- [DATA FOR THE TASK]:
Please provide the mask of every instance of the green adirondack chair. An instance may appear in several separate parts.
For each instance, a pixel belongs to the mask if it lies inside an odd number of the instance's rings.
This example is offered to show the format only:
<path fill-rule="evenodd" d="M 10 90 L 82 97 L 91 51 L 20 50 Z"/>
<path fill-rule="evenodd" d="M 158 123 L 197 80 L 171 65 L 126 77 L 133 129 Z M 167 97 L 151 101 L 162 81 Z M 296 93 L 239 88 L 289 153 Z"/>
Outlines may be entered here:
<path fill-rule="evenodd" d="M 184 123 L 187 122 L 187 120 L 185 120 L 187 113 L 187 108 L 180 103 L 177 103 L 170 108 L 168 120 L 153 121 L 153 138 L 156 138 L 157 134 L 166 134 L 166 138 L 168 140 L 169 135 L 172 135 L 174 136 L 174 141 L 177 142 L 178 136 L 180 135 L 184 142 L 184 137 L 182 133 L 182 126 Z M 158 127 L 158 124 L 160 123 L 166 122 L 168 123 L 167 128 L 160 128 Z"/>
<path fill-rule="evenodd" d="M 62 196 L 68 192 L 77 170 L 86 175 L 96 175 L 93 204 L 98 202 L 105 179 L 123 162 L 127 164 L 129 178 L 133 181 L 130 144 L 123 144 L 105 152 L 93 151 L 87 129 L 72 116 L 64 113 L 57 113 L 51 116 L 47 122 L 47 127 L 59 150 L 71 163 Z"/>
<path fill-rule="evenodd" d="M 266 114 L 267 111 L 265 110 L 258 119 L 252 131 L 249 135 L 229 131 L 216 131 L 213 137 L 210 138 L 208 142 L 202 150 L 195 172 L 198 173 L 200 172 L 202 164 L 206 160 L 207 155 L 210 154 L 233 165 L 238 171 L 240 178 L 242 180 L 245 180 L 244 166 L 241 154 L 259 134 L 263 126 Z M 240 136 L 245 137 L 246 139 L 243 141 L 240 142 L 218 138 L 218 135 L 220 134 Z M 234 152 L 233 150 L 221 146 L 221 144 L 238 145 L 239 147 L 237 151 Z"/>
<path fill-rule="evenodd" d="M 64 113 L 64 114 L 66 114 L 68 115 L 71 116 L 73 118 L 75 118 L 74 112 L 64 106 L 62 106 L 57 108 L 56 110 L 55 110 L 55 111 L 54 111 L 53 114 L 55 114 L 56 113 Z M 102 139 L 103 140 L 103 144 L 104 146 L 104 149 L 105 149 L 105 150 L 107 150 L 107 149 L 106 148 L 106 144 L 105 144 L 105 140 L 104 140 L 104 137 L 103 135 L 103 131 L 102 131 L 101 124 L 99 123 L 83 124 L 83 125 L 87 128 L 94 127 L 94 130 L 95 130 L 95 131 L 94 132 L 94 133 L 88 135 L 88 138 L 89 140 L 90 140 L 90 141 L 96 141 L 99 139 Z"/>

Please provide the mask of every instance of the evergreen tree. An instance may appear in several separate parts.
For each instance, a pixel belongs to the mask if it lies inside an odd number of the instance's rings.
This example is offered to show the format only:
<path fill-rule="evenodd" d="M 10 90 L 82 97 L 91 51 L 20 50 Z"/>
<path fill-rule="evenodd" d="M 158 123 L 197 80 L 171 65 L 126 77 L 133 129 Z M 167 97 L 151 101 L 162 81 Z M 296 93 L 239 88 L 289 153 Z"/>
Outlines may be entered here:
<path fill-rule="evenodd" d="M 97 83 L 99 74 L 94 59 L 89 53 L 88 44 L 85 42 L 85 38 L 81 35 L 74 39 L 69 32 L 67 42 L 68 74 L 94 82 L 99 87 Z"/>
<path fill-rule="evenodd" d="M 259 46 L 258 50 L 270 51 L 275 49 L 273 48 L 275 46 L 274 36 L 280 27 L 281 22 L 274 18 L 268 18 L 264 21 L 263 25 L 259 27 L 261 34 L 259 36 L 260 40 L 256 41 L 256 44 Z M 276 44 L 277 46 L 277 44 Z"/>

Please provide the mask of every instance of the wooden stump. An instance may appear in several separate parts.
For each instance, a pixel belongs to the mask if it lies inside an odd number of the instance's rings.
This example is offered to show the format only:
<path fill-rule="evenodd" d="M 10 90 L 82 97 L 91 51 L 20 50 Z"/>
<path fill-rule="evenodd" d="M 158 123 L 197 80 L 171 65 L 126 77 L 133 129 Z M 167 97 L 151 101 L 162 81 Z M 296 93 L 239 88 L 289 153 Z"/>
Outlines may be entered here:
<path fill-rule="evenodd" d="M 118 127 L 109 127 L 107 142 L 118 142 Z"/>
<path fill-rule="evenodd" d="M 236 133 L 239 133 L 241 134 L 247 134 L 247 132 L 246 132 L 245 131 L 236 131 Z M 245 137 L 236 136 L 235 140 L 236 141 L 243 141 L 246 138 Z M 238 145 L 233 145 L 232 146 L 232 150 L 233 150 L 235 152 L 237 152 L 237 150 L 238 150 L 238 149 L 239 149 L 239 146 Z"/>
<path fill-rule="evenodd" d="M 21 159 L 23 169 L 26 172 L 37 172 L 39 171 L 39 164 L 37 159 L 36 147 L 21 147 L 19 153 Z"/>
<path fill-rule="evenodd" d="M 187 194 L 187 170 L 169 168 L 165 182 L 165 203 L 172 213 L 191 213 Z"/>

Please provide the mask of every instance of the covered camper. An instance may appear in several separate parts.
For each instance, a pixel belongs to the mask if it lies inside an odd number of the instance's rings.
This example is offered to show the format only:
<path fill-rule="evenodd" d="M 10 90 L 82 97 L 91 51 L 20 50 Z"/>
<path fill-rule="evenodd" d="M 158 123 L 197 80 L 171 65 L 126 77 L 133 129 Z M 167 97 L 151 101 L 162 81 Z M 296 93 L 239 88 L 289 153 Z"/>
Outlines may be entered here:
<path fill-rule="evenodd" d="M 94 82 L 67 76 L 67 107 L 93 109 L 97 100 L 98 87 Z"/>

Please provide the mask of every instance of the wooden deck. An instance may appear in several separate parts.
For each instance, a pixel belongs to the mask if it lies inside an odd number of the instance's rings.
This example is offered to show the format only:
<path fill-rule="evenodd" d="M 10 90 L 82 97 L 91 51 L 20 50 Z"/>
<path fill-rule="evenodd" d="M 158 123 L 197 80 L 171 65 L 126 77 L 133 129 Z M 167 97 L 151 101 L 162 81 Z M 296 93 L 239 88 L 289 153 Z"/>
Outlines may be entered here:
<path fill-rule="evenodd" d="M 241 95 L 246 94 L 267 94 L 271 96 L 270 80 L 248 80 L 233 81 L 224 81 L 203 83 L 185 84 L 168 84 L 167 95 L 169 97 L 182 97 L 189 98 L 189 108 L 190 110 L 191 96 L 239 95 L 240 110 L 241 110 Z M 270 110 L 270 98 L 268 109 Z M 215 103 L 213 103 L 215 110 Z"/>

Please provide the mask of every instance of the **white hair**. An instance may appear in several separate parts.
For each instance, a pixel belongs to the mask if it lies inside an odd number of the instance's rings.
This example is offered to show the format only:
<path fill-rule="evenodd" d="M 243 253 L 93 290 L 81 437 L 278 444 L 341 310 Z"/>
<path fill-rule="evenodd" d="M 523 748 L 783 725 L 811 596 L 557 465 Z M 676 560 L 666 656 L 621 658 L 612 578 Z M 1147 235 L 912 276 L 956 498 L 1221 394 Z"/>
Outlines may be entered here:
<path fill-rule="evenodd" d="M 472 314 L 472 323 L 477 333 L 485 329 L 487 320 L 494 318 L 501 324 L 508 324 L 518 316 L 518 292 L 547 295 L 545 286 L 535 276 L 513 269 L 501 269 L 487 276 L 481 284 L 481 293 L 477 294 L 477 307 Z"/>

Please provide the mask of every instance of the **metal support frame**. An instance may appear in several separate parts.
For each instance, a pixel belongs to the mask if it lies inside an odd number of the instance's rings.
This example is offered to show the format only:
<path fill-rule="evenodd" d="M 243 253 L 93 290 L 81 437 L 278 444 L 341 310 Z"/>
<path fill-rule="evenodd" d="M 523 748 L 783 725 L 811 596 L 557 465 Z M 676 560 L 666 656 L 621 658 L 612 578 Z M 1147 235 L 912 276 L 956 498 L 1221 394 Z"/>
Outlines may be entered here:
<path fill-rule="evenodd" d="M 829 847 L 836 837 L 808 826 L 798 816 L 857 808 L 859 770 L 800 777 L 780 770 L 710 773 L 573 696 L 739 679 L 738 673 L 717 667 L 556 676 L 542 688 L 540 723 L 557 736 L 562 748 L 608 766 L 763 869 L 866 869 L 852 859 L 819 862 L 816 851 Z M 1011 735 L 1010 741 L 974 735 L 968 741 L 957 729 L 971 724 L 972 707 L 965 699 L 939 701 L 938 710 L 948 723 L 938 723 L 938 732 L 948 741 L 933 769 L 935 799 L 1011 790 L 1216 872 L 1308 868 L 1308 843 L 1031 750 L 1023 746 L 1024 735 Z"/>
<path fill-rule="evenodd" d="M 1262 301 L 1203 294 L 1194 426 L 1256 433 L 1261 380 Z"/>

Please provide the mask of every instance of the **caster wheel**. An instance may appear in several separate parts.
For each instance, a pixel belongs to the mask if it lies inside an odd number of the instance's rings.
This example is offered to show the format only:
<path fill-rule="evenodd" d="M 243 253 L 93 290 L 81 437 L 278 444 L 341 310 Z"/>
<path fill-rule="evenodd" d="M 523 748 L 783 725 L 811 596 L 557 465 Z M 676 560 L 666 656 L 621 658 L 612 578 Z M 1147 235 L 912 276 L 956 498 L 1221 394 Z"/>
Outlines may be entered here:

- [SET TASK]:
Output the records from the line with "Please provide the mask of every instance of the **metal" through the line with "1262 301 L 1203" as a two-column CSV headed request and answer, with one row per request: its text in one quoted field and its answer in the other, line breaks replaced by spaces.

- [RESPONSE TO THE TASK]:
request,answer
"Please provide the mask of every instance of the **metal support frame**. An instance may appear in several separate parts. For each instance, a pixel belongs to the mask if it lies inside an odd number of the instance's rings. This example is offered to show the format only: <path fill-rule=""evenodd"" d=""M 243 253 L 93 290 L 81 437 L 278 444 L 341 310 Z""/> <path fill-rule=""evenodd"" d=""M 523 748 L 783 725 L 811 596 L 557 465 Z M 676 560 L 666 656 L 621 658 L 612 578 Z M 1147 235 L 912 276 L 956 498 L 1221 394 Z""/> Outlines may be entered here:","<path fill-rule=""evenodd"" d=""M 829 847 L 836 837 L 808 826 L 798 816 L 857 808 L 859 770 L 800 777 L 780 770 L 710 773 L 573 696 L 739 679 L 738 673 L 717 667 L 556 676 L 542 688 L 540 723 L 557 736 L 562 748 L 608 766 L 763 869 L 866 869 L 852 859 L 819 862 L 816 851 Z M 1011 735 L 1010 741 L 974 735 L 968 741 L 957 729 L 971 724 L 972 707 L 965 699 L 939 701 L 938 710 L 948 723 L 938 723 L 938 732 L 948 741 L 933 769 L 935 799 L 1011 790 L 1216 872 L 1308 868 L 1308 843 L 1031 750 L 1023 746 L 1024 735 Z""/> <path fill-rule=""evenodd"" d=""M 1262 301 L 1203 294 L 1194 426 L 1256 433 L 1261 380 Z""/>"